─── EXERCISE TEXT ───

The following excerpt is from Burgess v. Astrue, 537 F.3d 117 (2nd Cir. 2008):
Generally, "the opinion of the treating physician is not afforded controlling weight where ... the treating physician issued opinions that are not consistent with ... the opinions of other medical experts," Halloran, 362 F.3d at 32, for "[g]enuine conflicts in the medical evidence are for the Commissioner to resolve," Veino v. Barnhart, 312 F.3d 578, 588 (2d Cir.2002). However, not all expert opinions rise to the level of evidence that is sufficiently substantial to undermine the opinion of the treating physician. For example, we have found an expert's opinion "not substantial," i.e., "[]not reasonably" capable of "support[ing] the conclusion that [the claimant] c[ould] work" where the expert addressed only "deficits" of which the claimant was "not complaining," Green-Younger, 335 F.3d at 107-08, or where the expert was a consulting physician who did not examine the claimant and relied entirely on an evaluation by a non-physician reporting inconsistent results, see id., or where the expert described the claimant's impairments only as "[l]ifting and carrying moderate[,] standing and
[537 F.3d 129]
walking, pushing and pulling and sitting mild," giving an opinion couched in terms "so vague as to render it useless in evaluating" the claimant's residual functional capacity, Curry v. Apfel, 209 F.3d 117, 123 (2d Cir.2000).

───

EXERCISE:
Return the entire Burgess v. Astrue excerpt above, word for word.

─── RECORDS PROVIDED ───

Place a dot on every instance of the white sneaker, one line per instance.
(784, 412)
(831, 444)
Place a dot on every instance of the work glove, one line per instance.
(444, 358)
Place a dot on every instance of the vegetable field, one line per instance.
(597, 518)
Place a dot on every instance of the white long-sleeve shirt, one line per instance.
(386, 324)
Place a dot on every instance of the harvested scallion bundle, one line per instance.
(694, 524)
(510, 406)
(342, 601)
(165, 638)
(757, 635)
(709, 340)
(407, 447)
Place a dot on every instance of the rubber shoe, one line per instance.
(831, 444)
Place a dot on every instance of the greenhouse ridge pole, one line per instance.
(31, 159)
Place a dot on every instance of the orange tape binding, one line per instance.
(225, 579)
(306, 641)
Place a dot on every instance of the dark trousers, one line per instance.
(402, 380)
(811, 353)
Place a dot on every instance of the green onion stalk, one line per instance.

───
─── RECORDS PROVIDED ───

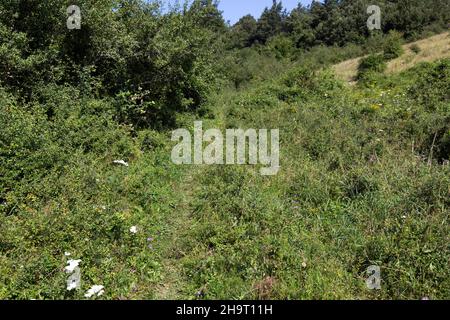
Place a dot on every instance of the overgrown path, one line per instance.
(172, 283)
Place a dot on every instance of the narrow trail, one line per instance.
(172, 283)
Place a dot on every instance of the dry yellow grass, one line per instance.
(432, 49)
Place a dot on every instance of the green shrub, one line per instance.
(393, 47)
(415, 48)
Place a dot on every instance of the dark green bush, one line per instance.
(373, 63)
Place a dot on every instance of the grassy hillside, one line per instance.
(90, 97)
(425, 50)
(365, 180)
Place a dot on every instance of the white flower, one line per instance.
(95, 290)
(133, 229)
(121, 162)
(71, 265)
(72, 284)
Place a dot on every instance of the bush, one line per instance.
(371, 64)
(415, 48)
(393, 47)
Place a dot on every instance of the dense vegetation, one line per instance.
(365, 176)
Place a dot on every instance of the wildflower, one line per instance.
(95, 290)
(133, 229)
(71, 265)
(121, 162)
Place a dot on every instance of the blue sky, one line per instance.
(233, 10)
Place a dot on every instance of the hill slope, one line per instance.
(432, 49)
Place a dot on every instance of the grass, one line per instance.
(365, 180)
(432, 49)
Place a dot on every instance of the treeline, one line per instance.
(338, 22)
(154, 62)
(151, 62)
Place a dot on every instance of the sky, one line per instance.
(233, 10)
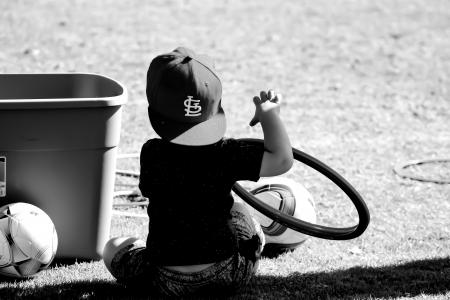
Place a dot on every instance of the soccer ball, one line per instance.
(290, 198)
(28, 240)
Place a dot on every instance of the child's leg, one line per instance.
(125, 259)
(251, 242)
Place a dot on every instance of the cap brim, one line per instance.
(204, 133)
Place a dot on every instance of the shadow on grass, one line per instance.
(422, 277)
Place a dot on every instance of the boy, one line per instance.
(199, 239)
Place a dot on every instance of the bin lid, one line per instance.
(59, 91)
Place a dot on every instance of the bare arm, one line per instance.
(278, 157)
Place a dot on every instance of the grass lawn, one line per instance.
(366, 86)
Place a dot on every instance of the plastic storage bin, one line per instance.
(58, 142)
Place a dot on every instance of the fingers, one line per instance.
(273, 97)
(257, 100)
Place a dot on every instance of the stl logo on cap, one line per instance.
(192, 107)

───
─── RECORDS PROVIDED ───

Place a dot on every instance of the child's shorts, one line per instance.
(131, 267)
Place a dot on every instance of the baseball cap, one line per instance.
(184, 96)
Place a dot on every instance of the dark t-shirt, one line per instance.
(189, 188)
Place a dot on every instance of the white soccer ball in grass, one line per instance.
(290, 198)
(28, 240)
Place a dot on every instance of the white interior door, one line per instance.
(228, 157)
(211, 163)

───

RESPONSE BELOW:
The following excerpt is from Burgess v. Astrue, 537 F.3d 117 (2nd Cir. 2008):
Generally, "the opinion of the treating physician is not afforded controlling weight where ... the treating physician issued opinions that are not consistent with ... the opinions of other medical experts," Halloran, 362 F.3d at 32, for "[g]enuine conflicts in the medical evidence are for the Commissioner to resolve," Veino v. Barnhart, 312 F.3d 578, 588 (2d Cir.2002). However, not all expert opinions rise to the level of evidence that is sufficiently substantial to undermine the opinion of the treating physician. For example, we have found an expert's opinion "not substantial," i.e., "[]not reasonably" capable of "support[ing] the conclusion that [the claimant] c[ould] work" where the expert addressed only "deficits" of which the claimant was "not complaining," Green-Younger, 335 F.3d at 107-08, or where the expert was a consulting physician who did not examine the claimant and relied entirely on an evaluation by a non-physician reporting inconsistent results, see id., or where the expert described the claimant's impairments only as "[l]ifting and carrying moderate[,] standing and
[537 F.3d 129]
walking, pushing and pulling and sitting mild," giving an opinion couched in terms "so vague as to render it useless in evaluating" the claimant's residual functional capacity, Curry v. Apfel, 209 F.3d 117, 123 (2d Cir.2000).